* TASK PROMPT: How many lines in the rows below contain the string "blue"? Reply with the number alone.

* Rows contained in a dataset:

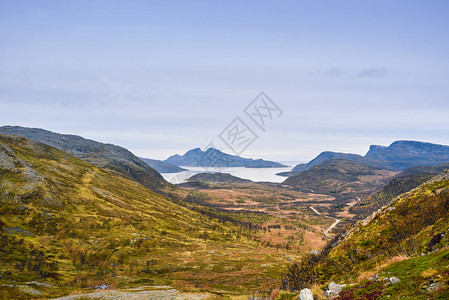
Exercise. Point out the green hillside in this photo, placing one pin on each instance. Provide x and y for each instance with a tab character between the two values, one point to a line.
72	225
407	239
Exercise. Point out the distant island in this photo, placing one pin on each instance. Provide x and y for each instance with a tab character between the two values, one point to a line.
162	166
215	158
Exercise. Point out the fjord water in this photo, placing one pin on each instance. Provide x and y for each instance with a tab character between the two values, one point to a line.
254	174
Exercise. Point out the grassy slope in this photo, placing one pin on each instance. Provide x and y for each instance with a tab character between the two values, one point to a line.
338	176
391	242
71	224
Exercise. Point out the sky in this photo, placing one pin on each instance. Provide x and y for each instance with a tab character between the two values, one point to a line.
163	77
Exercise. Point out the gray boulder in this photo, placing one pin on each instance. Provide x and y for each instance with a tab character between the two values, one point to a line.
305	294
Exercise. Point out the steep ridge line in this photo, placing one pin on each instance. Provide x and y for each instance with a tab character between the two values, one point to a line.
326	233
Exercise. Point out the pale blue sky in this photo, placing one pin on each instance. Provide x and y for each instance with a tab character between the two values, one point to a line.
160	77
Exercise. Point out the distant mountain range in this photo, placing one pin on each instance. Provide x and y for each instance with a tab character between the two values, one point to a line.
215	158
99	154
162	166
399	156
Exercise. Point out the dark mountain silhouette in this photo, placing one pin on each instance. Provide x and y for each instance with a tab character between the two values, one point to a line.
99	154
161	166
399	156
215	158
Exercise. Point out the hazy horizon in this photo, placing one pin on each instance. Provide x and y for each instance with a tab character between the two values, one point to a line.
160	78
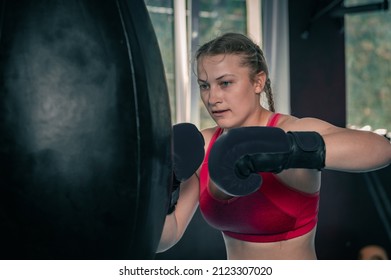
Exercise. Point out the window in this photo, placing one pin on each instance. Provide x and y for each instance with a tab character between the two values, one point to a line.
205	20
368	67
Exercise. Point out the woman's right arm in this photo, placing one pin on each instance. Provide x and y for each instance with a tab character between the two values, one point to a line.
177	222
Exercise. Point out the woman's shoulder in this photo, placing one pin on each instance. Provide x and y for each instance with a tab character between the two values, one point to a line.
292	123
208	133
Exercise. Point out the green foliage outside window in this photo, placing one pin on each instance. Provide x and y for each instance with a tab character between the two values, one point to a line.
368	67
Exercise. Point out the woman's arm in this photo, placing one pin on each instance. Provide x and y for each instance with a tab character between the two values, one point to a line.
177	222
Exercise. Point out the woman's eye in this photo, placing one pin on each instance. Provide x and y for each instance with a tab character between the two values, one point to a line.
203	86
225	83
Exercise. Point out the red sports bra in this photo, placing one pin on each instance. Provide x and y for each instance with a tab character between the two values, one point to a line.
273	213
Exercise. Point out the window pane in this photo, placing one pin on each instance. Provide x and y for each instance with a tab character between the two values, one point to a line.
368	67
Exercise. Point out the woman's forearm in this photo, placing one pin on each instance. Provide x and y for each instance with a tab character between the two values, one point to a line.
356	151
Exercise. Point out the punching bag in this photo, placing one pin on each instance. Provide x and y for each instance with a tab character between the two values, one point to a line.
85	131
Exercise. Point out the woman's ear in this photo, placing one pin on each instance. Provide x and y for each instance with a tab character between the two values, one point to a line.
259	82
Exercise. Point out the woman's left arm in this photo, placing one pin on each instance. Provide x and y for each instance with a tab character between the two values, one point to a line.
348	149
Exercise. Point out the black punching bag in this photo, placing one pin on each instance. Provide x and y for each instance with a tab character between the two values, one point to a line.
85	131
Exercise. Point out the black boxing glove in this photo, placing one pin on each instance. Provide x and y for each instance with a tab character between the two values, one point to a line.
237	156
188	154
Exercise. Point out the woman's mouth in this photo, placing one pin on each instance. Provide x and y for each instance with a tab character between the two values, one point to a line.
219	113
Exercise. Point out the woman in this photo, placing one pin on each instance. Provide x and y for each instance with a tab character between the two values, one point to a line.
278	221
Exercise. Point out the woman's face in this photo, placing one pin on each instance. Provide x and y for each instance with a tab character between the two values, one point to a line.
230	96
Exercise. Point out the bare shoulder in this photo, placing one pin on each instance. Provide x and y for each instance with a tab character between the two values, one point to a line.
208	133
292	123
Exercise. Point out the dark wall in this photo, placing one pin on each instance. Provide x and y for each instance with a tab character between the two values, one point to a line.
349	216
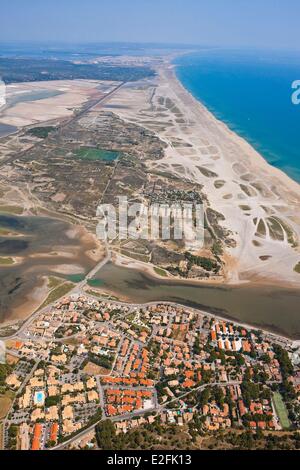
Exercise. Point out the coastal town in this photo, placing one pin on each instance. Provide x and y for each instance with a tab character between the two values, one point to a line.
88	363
==
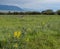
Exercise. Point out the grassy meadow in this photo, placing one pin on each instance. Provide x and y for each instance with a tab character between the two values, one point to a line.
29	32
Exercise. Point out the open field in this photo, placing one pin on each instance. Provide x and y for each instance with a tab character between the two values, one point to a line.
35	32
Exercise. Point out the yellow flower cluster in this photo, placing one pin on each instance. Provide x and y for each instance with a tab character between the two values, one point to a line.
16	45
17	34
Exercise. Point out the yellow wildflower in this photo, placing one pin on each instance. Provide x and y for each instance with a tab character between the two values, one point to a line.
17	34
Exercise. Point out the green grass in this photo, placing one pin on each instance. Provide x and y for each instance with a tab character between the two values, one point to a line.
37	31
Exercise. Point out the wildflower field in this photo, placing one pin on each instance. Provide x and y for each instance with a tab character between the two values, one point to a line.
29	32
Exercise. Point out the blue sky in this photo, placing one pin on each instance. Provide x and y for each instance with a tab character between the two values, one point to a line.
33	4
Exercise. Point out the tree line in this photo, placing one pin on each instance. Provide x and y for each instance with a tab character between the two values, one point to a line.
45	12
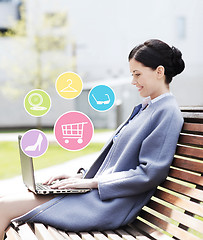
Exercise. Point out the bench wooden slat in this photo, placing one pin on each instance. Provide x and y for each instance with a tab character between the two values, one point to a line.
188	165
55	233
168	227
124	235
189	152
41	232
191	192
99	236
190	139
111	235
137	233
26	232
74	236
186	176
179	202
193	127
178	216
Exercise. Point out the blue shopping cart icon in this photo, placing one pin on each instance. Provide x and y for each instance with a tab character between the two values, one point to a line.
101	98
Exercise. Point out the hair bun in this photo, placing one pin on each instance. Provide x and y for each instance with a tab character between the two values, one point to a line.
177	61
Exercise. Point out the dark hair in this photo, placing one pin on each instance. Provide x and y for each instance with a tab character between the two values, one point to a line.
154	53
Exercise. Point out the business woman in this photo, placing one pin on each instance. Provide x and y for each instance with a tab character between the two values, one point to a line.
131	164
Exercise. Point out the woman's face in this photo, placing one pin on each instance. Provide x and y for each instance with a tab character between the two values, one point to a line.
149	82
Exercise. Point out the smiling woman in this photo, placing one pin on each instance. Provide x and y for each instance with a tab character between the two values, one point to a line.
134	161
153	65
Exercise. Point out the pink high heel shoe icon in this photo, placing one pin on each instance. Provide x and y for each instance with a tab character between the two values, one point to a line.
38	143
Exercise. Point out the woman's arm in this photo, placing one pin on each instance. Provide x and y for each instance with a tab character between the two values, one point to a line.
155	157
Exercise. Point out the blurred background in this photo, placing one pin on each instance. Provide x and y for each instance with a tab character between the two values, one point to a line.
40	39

* THE COMPLETED TASK: 3